WRITTEN EXERCISE 1
In the message below about measurement research, what are many of its readers by training, according to the message?
WRITTEN EXERCISE 2
Write out the part of the message below on measurement research that opens with the words "- Education/curriculum: What" and closes with "kind of work?", changing "measurement people" to "measurement specialists".

DOCUMENT EXCERPT
══════════════════════════════

Mark,
Hi, thanks for getting the ball rolling. Here are a few thoughts to give
the ball an additional kick. I'm not sure which of these (if any) make
sense specifically in a context like IMRG, but these are some
measurement-related things I've been thinking or wondering about...
- Education/curriculum: What do we think a measurement-oriented researcher
needs to know -- about things like (i) conducting experiments, analyzing
data, etc. and (ii) key results from past work in the area of Internet
measurement? That is, what would we consider the underlying skills and
knowledge that researchers in this space should have? Most folks didn't
start out as measurement people, and many of us are computer scientists by
training and don't (by default) get much training in conducting experimental
work and dealing with data. What do we all wish we had learned before
embarking on this kind of work?
- Network support for measurement: What basic functionality for measurement
would we like to see in network elements and protocols? Here the emphasis
could be on support that is minimal in its overhead and opertionally
feasible (e.g., people would turn it on because it doesn't reveal too much
sensitive information and/or it is useful for operational purposes such as
traffic engineering, troubleshooting network problems, etc.). For example,
suppose we wanted to monitor BGP update messages and infer the location and
cause of routing changes. What extra information in the messages would help
us do this? Is the extra overhead small enough to warrant that change?
- Measurement in support of network operations: Lots of folks use
measurement data in running their networks (e.g., traffic matrices to do
traffic engineering, packet/flow data to detect anomalies and attacks,
routing measurements to track the topology and detect anomalies, etc.).
Would it make sense to give these monitoring/management systems real-time,
direct control over the packet-handling behavior of the network elements --
elevating measurement to a first-class citizen in driving the functioning of
the network? What would it take to make this happen?

══════════════════════════════

PROVIDED DATA
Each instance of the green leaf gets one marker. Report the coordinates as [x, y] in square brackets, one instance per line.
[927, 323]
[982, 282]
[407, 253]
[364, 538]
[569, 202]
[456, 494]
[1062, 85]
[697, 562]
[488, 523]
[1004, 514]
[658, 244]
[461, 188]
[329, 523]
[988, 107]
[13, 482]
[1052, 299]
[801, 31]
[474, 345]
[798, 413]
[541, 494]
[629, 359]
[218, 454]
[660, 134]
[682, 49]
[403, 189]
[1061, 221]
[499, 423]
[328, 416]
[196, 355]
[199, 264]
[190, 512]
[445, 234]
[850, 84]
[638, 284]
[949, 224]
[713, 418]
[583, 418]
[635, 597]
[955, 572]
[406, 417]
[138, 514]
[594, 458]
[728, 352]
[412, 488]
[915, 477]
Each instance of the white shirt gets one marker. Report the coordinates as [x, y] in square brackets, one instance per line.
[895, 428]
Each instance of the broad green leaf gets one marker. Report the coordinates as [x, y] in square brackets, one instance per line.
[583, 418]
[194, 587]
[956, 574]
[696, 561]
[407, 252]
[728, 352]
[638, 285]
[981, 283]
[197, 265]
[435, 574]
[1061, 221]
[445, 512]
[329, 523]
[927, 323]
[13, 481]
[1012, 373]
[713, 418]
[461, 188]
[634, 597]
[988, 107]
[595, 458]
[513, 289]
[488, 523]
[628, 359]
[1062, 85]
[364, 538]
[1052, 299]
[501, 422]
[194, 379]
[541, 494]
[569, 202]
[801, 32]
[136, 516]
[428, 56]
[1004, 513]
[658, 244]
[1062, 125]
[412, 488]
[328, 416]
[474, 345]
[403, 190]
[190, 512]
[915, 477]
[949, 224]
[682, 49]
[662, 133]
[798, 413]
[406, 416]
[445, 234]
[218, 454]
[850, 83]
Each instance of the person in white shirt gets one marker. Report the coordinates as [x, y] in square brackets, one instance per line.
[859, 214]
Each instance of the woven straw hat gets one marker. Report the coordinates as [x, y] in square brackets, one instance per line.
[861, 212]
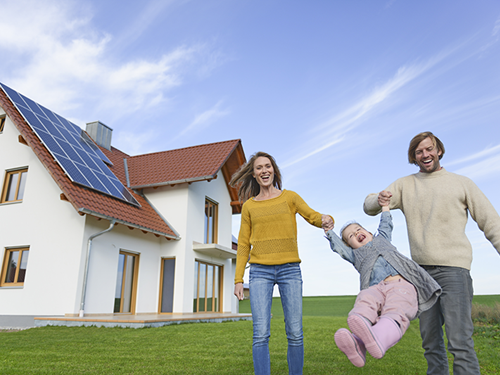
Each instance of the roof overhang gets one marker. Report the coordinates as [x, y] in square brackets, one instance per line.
[128, 224]
[215, 250]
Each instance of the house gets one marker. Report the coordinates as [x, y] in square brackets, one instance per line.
[89, 230]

══════════════════════════════

WRITTEN SOLUTION 1
Computer scientists.

WRITTEN SOLUTION 2
- Education/curriculum: What do we think a measurement-oriented researcher
needs to know -- about things like (i) conducting experiments, analyzing
data, etc. and (ii) key results from past work in the area of Internet
measurement? That is, what would we consider the underlying skills and
knowledge that researchers in this space should have? Most folks didn't
start out as measurement specialists, and many of us are computer scientists by
training and don't (by default) get much training in conducting experimental
work and dealing with data. What do we all wish we had learned before
embarking on this kind of work?